Saved data entries ->
----
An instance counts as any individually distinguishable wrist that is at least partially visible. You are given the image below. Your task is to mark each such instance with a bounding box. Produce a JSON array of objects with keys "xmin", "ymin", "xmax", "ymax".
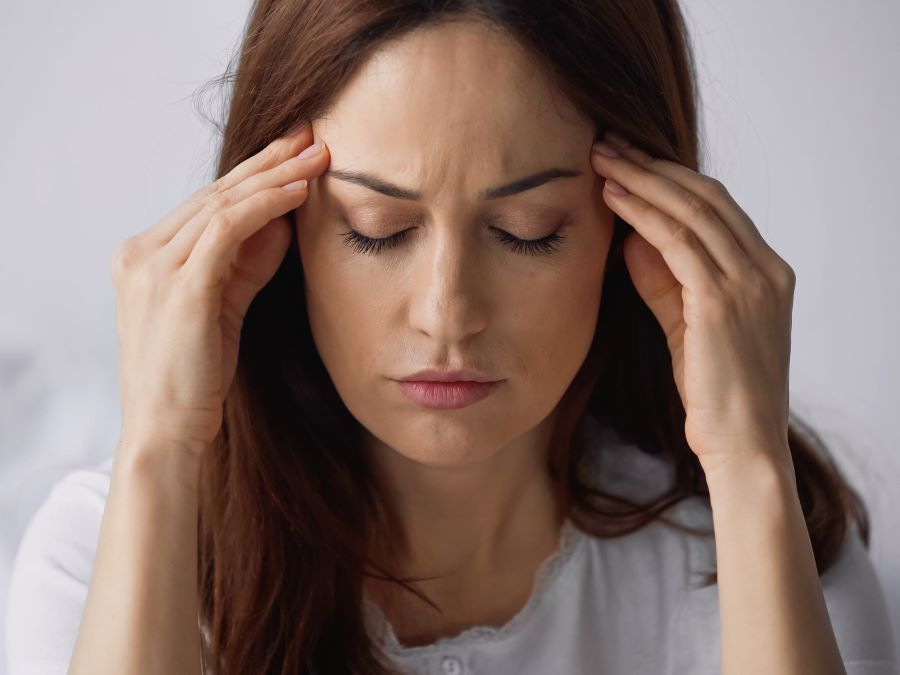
[
  {"xmin": 702, "ymin": 448, "xmax": 797, "ymax": 508},
  {"xmin": 114, "ymin": 438, "xmax": 206, "ymax": 492}
]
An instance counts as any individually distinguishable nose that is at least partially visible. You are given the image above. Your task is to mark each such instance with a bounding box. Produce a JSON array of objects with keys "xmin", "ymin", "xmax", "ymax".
[{"xmin": 407, "ymin": 225, "xmax": 490, "ymax": 343}]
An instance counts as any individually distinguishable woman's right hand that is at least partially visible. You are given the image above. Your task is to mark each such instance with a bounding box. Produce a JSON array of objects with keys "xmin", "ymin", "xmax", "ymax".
[{"xmin": 109, "ymin": 125, "xmax": 329, "ymax": 456}]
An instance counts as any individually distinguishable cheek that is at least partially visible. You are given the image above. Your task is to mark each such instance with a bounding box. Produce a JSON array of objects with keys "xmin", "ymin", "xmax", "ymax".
[
  {"xmin": 295, "ymin": 203, "xmax": 385, "ymax": 395},
  {"xmin": 512, "ymin": 226, "xmax": 610, "ymax": 386},
  {"xmin": 520, "ymin": 275, "xmax": 600, "ymax": 372},
  {"xmin": 303, "ymin": 265, "xmax": 404, "ymax": 448},
  {"xmin": 303, "ymin": 260, "xmax": 384, "ymax": 385}
]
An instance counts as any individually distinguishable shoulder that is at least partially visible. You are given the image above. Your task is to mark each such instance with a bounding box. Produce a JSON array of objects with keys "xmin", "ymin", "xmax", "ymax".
[
  {"xmin": 576, "ymin": 416, "xmax": 899, "ymax": 673},
  {"xmin": 11, "ymin": 455, "xmax": 114, "ymax": 575},
  {"xmin": 819, "ymin": 526, "xmax": 899, "ymax": 672},
  {"xmin": 665, "ymin": 505, "xmax": 898, "ymax": 674},
  {"xmin": 6, "ymin": 455, "xmax": 114, "ymax": 674},
  {"xmin": 671, "ymin": 522, "xmax": 899, "ymax": 673}
]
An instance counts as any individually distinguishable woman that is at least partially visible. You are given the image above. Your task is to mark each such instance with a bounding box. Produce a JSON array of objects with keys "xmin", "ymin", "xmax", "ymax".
[{"xmin": 7, "ymin": 1, "xmax": 898, "ymax": 674}]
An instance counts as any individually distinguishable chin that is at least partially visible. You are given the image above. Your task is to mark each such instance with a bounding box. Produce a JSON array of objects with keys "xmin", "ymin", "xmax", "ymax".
[{"xmin": 397, "ymin": 445, "xmax": 494, "ymax": 468}]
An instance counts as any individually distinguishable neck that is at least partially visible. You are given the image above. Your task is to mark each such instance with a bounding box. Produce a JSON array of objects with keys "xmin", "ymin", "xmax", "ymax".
[{"xmin": 363, "ymin": 412, "xmax": 564, "ymax": 587}]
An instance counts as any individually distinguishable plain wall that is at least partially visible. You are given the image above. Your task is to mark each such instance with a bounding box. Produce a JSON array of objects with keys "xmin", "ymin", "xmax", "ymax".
[{"xmin": 1, "ymin": 1, "xmax": 898, "ymax": 672}]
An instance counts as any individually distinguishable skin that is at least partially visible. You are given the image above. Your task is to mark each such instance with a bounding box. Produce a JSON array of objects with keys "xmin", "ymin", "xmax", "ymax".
[
  {"xmin": 293, "ymin": 13, "xmax": 845, "ymax": 672},
  {"xmin": 592, "ymin": 130, "xmax": 846, "ymax": 671},
  {"xmin": 293, "ymin": 19, "xmax": 614, "ymax": 641},
  {"xmin": 70, "ymin": 9, "xmax": 854, "ymax": 670}
]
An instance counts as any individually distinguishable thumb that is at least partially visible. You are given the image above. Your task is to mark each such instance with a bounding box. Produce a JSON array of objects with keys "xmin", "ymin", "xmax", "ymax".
[
  {"xmin": 621, "ymin": 230, "xmax": 684, "ymax": 339},
  {"xmin": 223, "ymin": 214, "xmax": 293, "ymax": 322}
]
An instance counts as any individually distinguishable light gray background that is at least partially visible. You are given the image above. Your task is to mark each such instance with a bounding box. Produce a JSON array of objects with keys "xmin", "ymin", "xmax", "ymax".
[{"xmin": 1, "ymin": 1, "xmax": 898, "ymax": 672}]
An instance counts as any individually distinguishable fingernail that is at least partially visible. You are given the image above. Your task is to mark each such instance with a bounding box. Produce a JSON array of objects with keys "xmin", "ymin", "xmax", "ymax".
[
  {"xmin": 604, "ymin": 178, "xmax": 629, "ymax": 196},
  {"xmin": 283, "ymin": 179, "xmax": 308, "ymax": 191},
  {"xmin": 593, "ymin": 141, "xmax": 620, "ymax": 158},
  {"xmin": 298, "ymin": 142, "xmax": 323, "ymax": 159}
]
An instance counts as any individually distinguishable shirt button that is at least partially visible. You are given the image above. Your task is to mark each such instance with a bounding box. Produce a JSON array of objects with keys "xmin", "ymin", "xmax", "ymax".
[{"xmin": 441, "ymin": 655, "xmax": 463, "ymax": 675}]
----
REQUIRED WORK -> When the line containing "An instance counts as any individually distinguishable shirt" is found in the records above, restate it and every later line word for word through the last one, and nothing more.

WORKED SOLUTION ->
An instance counts as any individually distinguishable shirt button that is at least partially visible. You are given the image above. Your task is to mark each such instance with a bounding box. Produce a JSON array of objects with keys "xmin", "ymin", "xmax", "ymax".
[{"xmin": 441, "ymin": 655, "xmax": 463, "ymax": 675}]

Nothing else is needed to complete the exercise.